• _Work request_:
From the listing below, extract each entry exactly as written, minus the images.
**********
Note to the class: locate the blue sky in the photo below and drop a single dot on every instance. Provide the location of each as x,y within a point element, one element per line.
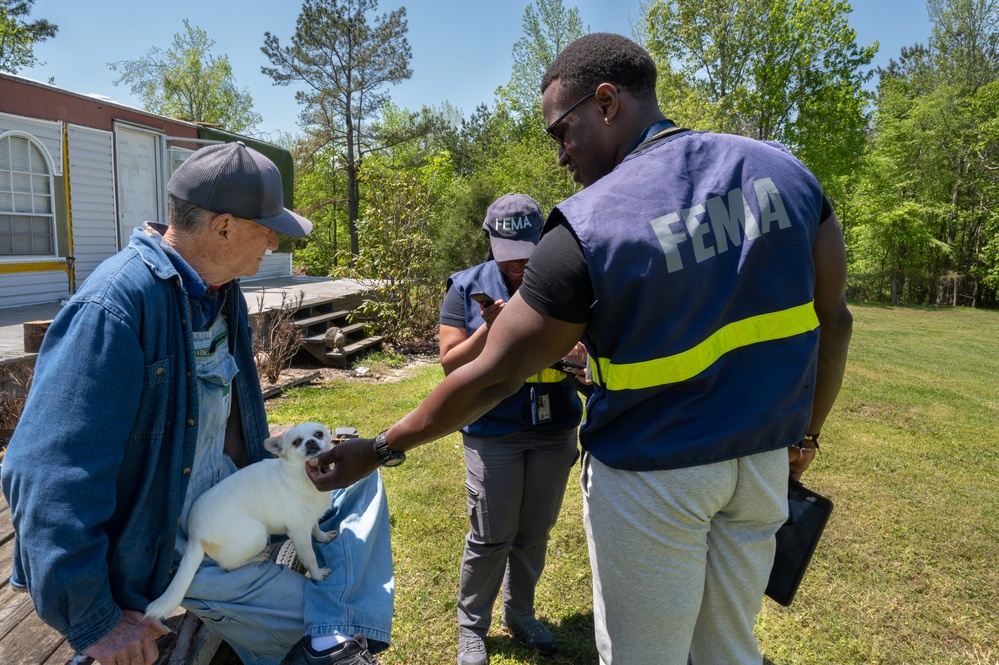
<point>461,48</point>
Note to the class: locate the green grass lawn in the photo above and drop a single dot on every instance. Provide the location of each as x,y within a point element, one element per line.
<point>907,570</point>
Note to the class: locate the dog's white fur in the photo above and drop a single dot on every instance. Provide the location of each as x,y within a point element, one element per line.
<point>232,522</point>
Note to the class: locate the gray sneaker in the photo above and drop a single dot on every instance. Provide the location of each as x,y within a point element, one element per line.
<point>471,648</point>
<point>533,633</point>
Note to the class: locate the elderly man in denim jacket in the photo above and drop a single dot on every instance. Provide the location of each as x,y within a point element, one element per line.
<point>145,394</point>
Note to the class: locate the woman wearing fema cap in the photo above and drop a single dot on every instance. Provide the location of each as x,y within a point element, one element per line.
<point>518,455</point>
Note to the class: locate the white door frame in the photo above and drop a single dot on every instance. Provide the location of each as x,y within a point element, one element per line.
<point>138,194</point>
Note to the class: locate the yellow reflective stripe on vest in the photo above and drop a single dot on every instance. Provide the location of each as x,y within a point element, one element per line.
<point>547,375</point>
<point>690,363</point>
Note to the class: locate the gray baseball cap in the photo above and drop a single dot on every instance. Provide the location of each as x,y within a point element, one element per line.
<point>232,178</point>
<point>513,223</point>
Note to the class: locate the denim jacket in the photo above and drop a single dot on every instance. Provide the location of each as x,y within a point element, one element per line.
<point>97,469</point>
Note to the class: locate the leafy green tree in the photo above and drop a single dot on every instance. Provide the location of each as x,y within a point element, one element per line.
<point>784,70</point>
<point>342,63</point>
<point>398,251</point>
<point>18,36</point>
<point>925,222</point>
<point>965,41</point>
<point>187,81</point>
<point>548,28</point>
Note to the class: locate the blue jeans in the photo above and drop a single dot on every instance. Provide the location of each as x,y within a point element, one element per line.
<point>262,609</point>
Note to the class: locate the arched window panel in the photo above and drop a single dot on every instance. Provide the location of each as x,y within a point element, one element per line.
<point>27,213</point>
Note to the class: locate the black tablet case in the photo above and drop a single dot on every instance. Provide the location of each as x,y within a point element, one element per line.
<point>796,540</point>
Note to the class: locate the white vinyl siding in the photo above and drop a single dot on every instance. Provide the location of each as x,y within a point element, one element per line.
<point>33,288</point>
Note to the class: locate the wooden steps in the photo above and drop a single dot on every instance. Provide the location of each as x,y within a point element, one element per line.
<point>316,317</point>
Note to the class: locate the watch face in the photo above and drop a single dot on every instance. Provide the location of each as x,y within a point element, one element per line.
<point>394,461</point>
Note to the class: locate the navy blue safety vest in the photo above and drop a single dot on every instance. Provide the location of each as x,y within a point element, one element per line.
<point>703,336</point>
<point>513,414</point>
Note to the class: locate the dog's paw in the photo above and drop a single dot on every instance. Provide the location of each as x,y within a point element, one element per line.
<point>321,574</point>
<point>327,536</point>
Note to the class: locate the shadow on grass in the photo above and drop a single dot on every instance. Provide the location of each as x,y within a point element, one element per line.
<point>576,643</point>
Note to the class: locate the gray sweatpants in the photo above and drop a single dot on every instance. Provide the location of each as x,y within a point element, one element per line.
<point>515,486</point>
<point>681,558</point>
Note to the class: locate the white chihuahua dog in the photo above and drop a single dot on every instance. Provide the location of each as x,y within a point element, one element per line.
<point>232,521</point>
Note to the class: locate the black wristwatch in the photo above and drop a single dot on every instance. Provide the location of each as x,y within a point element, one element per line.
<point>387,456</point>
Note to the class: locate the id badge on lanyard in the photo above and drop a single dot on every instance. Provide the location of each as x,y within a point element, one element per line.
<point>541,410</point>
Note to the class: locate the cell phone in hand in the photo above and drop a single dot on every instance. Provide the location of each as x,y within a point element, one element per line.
**********
• _Written answer_:
Note to the class: locate the blue sky in the photo below and drop a single dot on every instance. Provide the location of each as x,y within a point element, one element per line.
<point>461,48</point>
Note to the class: locate the green grass lawn in the photo above and drop a single dot on every instance. Provide the location of each as x,y within a point element, one element per line.
<point>907,570</point>
Note to the class: locate the dog's white fur in the photo above and drop a single dot on every instance. Provide the location of each as x,y within a point element, one element per line.
<point>232,522</point>
Note to the class: locate the gray sneaker in the photo above and drop a single dot on every instance. Provide the location of each as x,y within a point element, one element per line.
<point>471,648</point>
<point>533,633</point>
Note to the class: locate the elderly man in denim jacket in the photo above and drop a single dot on every instance. Provide the location of each as x,y within a point element, one element per line.
<point>145,394</point>
Note to the class: locate the woman wearing fema cap in the photo above and drop a single dot on every instance. Provide the location of each as x,y within a point element, one element per line.
<point>518,455</point>
Note to the class: locate the white door frame in the photo above and drop a single dot on every instance. Provide the location of each as x,y within a point element, one element per line.
<point>138,194</point>
Note to the class: locate the yellow reflective stripe on vest in the photo above and drop a single dot on every instance. Provide the location of each as x,y within a point element, one element per line.
<point>547,375</point>
<point>690,363</point>
Note to the class: locate the gray baseball cap in the photo above and drop a single dot on every instance. Provide the location of each as x,y within a point element, one element per line.
<point>232,178</point>
<point>513,223</point>
Note to the class: locate the denim jacket in the photo above and drop a single dot on every instance. Provide the location of each as x,y within a point element, one element per line.
<point>97,469</point>
Note to the class: locate the leafy green tree in the photo above and drop a single dot on every instance. Provide the location of each as x,y within a point element, one element per line.
<point>784,70</point>
<point>342,63</point>
<point>398,251</point>
<point>18,36</point>
<point>925,222</point>
<point>965,41</point>
<point>187,81</point>
<point>548,28</point>
Note to the class: locate the blue jeans in the photo above and drop a single dot on every instance. Provide the location of each as x,y within a point element, one element per line.
<point>262,609</point>
Note to the class: locate the arched window panel in the photo above and drop a single dot on every instance. Provide the location of each as x,y within a point element, one element per line.
<point>27,213</point>
Note to the class: locate the black tablet case in the photo above and drop a single dot on every instance. Provide the location of each as x,y within a point element, one element per line.
<point>796,540</point>
Note to the class: locate the white vinyl siding in the photo above and drop a single dot on every instance. Provide the location of each as x,y within a point element, one element per line.
<point>33,288</point>
Note to the class: locate the wooden steps in the photo above and drop a single dot on every instance. Provide the location of each as x,y within a point element, one element per line.
<point>316,317</point>
Note to the class: locate the watch face in the photo above and drop a single dot on every instance. Provide the location of each as x,y within a point element, one element per line.
<point>394,461</point>
Note to the class: locate the navy blue safety vest in the photo above and drop a single dot on every instance. Provide the location of each as x,y within a point element, one element per line.
<point>703,336</point>
<point>513,414</point>
Note to the class: locate the dog's paw in the photo above and drop a single dot on every instance. Provide the location of each as x,y within a point element, one element per line.
<point>321,574</point>
<point>327,536</point>
Note to the class: locate the shadow on grass in the photo above and drop a single dot on every instance. Provide the location of each as x,y within a point element, one element per line.
<point>576,643</point>
Note to the class: locate the gray sweatpants in the photo above and drop a single dot on every instance. Provide the location of each as x,y within a point element, one element per line.
<point>515,486</point>
<point>681,558</point>
Note to the class: locate the white chihuahua dog in the photo above and drop a single dot on every instance. Provide the location of each as x,y within a point element, one element per line.
<point>232,521</point>
Note to the class: locate the black wristwatch in the photo above and drop a single dot on every instance. Provide the location of each as x,y within a point element, one element per line.
<point>387,456</point>
Note to the class: locate the id badge on lanyard in the photo above and drop a single dot on every instance. Provide the location of each as x,y within a point element, one element per line.
<point>541,410</point>
Note to the class: locate the cell phone in hand in the photo above and drop a single dot on every instance. Provide the location of each as x,y within a point element, one element per line.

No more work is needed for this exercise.